Rewrite the data below, replacing "on its own line" with "on a separate line" everywhere and leaving everything else unchanged.

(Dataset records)
※ ※ ※

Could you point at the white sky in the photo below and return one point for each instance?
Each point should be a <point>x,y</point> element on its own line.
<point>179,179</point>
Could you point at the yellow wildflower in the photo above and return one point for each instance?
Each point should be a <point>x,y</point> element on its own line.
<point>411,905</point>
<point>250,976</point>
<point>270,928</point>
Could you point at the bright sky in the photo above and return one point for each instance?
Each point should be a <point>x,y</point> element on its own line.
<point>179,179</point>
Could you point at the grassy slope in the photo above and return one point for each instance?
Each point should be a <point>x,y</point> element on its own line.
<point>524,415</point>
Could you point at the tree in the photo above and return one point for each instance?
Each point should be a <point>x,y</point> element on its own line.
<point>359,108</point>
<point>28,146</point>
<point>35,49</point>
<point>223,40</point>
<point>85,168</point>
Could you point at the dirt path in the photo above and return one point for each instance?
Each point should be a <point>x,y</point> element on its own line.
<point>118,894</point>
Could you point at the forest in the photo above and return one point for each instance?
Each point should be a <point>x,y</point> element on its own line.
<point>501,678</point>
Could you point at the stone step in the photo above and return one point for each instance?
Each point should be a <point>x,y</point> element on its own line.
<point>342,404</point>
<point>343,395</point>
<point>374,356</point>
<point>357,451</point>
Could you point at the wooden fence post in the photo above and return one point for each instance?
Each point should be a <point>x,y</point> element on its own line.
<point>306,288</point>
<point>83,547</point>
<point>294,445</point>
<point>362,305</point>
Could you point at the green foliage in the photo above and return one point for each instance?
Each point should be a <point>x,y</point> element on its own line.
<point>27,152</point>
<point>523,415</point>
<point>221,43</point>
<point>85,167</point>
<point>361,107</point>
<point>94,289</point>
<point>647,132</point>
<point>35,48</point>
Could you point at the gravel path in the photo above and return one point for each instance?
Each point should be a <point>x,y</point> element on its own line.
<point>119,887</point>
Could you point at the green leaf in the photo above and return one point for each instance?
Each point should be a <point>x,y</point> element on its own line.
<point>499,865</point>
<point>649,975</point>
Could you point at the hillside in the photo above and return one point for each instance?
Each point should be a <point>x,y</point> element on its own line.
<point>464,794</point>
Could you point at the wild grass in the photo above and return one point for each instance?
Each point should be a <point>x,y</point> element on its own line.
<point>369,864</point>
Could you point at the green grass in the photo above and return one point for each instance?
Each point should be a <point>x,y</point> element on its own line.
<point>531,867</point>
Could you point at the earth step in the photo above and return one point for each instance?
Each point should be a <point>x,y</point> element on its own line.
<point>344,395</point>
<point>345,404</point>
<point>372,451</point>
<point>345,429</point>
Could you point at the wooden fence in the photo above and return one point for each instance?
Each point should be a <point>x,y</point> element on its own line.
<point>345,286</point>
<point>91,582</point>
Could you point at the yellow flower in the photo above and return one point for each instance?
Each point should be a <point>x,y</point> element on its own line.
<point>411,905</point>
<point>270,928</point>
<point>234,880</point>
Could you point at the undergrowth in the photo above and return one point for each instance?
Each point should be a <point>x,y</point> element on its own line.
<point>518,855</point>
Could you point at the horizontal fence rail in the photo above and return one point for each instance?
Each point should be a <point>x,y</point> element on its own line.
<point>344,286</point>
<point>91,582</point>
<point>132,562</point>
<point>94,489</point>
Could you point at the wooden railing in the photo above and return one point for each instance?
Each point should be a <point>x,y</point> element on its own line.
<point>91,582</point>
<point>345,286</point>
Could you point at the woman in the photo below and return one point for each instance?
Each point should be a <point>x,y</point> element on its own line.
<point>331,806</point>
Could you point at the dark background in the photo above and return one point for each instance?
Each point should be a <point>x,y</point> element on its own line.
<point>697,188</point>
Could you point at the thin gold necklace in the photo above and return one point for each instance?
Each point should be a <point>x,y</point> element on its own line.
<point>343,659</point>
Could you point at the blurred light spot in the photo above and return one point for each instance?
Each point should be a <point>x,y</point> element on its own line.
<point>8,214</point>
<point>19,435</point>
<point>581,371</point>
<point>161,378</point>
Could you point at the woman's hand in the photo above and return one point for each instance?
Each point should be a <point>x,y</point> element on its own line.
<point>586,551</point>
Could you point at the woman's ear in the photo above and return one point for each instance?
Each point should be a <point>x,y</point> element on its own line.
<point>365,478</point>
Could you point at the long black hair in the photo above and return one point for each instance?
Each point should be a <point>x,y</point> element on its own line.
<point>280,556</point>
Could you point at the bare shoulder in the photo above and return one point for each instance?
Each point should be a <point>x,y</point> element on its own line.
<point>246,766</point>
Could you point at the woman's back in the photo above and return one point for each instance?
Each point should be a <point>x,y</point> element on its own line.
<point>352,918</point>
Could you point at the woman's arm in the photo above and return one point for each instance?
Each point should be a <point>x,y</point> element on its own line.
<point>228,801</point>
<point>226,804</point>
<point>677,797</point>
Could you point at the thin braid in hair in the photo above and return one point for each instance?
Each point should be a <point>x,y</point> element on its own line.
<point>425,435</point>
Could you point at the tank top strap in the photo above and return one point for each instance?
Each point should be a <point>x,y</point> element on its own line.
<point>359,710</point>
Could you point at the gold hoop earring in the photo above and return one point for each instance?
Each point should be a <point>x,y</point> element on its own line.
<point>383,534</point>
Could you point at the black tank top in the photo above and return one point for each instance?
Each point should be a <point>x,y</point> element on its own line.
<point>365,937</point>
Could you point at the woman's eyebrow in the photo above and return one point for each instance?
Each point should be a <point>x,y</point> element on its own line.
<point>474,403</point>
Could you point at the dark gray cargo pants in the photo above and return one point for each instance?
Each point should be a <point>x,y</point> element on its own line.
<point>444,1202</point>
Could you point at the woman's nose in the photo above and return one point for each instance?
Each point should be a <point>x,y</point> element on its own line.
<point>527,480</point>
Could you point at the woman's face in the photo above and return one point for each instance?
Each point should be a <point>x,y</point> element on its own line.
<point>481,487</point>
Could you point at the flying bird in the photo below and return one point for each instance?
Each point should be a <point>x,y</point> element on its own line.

※ ※ ※

* Solution
Could you point at the white sky in the photo below and return one point for each instance?
Each point should be a <point>x,y</point> element on a separate line.
<point>179,179</point>
Could you point at the yellow wildflower in the photo above and return one point for each instance?
Each point should be a <point>x,y</point> element on a separate line.
<point>411,905</point>
<point>250,976</point>
<point>270,928</point>
Could you point at the bright sky in the photo above and return one point for each instance?
Each point should be a <point>x,y</point> element on a separate line.
<point>179,179</point>
Could you point at the grassy slope in the photo above and return one point for each instance?
Each point should be a <point>x,y</point> element on a separate line.
<point>524,415</point>
Could you point at the tree in the photo above and return one point for each instance?
Each point should be a <point>x,y</point> element on a separate line.
<point>359,108</point>
<point>28,146</point>
<point>35,49</point>
<point>223,40</point>
<point>85,168</point>
Could you point at the dirt path in the photo above and return one point for each instance?
Each point should be a <point>x,y</point> element on a separate line.
<point>118,894</point>
Could you point at the forest in the photo above and return one point for each instance?
Each point should be a <point>x,y</point> element on a separate line.
<point>501,678</point>
Could you point at the stone step in the photo above and return one point for each instance?
Each point should be a <point>x,y</point> element on a separate line.
<point>342,404</point>
<point>343,395</point>
<point>374,356</point>
<point>357,451</point>
Could you point at the wooden fence post in the photo above and return one point for each instance?
Each point should be a <point>x,y</point> element on a separate line.
<point>306,288</point>
<point>83,547</point>
<point>294,445</point>
<point>362,305</point>
Could you point at the green foliage in the photo above and return one point for each instance?
Each point should be a <point>x,y</point> element on a separate line.
<point>27,152</point>
<point>523,415</point>
<point>221,43</point>
<point>85,167</point>
<point>361,107</point>
<point>94,289</point>
<point>647,132</point>
<point>35,48</point>
Could you point at the gravel path in the photo above and return one point for each instance?
Each point should be a <point>x,y</point> element on a separate line.
<point>119,887</point>
Could you point at the green leaf in the photo above and return one point for each instance?
Each point should be a <point>x,y</point> element on a separate line.
<point>499,865</point>
<point>649,975</point>
Could you point at the hillside in the photo above and return one point for each instance?
Each point should be a <point>x,y</point> element on a separate line.
<point>464,794</point>
Could you point at the wild grass in the photo above and return one point for each instance?
Each point should be a <point>x,y</point> element on a separate line.
<point>369,864</point>
Could you point at the green grass in the photo above and return one point for each instance?
Each point should be a <point>x,y</point> element on a separate line.
<point>531,867</point>
Could you point at the earth step in the photo above and return one point for each instance?
Each point should be a <point>x,y</point> element on a separate line.
<point>344,395</point>
<point>345,404</point>
<point>372,451</point>
<point>345,429</point>
Could you point at the wooden fence in the photo above and return one point for each instance?
Each point should be a <point>x,y</point> element on a separate line.
<point>345,286</point>
<point>91,582</point>
Could you point at the yellow flower in the photo above and return one point for each instance?
Each point should be a <point>x,y</point> element on a separate line.
<point>411,905</point>
<point>270,928</point>
<point>234,880</point>
Could you point at the undergrowth in the photo above and return one point for each instance?
Each point should be a <point>x,y</point> element on a separate line.
<point>518,855</point>
Could you point at the horizontal fence rail in the photo above and return one point for each instance?
Each point should be a <point>x,y</point> element on a separate line.
<point>344,286</point>
<point>91,582</point>
<point>132,562</point>
<point>94,489</point>
Could you point at the wooden railing in the photo above and return one point for each instance?
Each point should be a <point>x,y</point> element on a separate line.
<point>91,582</point>
<point>345,286</point>
Could you point at the woman in the photo below and return one point for each instance?
Each point should be a <point>x,y</point> element on a separate line.
<point>331,806</point>
Could you point at the dark background in the photo above and return one point for each instance?
Each point should be a <point>x,y</point> element on a separate line.
<point>697,188</point>
Could you point at the thin gold necklace in the photo above and return one point for each instance?
Each point should be a <point>x,y</point> element on a separate line.
<point>343,659</point>
Could you point at the blurred light spot in the photo above and return one point for each instance?
Each point should be a <point>x,y</point> element on a separate line.
<point>8,214</point>
<point>19,435</point>
<point>581,371</point>
<point>161,378</point>
Could you point at the woman's hand in the photo above and return one point for each instance?
Each point should be a <point>x,y</point> element on a separate line.
<point>586,551</point>
Could you point at the woman's ear in the photo above and return one point for each instance?
Each point should be a <point>x,y</point> element on a separate line.
<point>365,478</point>
Could you point at the long black hair in the photo above and return one point for each instance?
Each point should be a <point>x,y</point> element on a separate line.
<point>280,556</point>
Could you point at the bare shoulder in the photo above and return one point for each instance?
Each point should be a <point>x,y</point> element on a separate line.
<point>246,766</point>
Could you point at the woman's back in the photo above and return one point for each instance?
Each point should be a <point>x,y</point> element on a separate line.
<point>352,918</point>
Could you point at the woman's arm in the photo above and return one point for each instance?
Each point should be a <point>x,y</point> element on a separate line.
<point>228,801</point>
<point>226,804</point>
<point>677,797</point>
Could you point at the thin braid in hair in the photo above and return one point for each instance?
Each point should be a <point>x,y</point> element on a separate line.
<point>425,435</point>
Could you point at the tank top strap in the photo above and return one point for each instance?
Each point should be a <point>x,y</point> element on a separate line.
<point>359,710</point>
Could you point at the gold hoop earring in the photo above and return one point for each instance?
Each point should be a <point>x,y</point> element on a separate line.
<point>383,534</point>
Could you point at the black tank top in the photo above and return one point for each instance?
Each point should be a <point>x,y</point> element on a separate line.
<point>365,937</point>
Could you point at the woman's eyebrow in the photo above and return one point for each instance?
Each point should be a <point>x,y</point> element on a separate line.
<point>474,403</point>
Could you point at the dark gray cargo pants in the photo above and return one point for each instance?
Each point should be a <point>x,y</point> element on a separate line.
<point>444,1202</point>
Could you point at the woman's nose in the photo above and return one point for each instance?
Each point should be a <point>x,y</point> element on a separate line.
<point>527,480</point>
Could you point at the woman's face in the photo above and return one point for each instance?
Each point should be a <point>x,y</point> element on a separate line.
<point>481,487</point>
Could you point at the flying bird in the photo below and return one point for each instance?
Each point should be a <point>x,y</point> element on a separate line.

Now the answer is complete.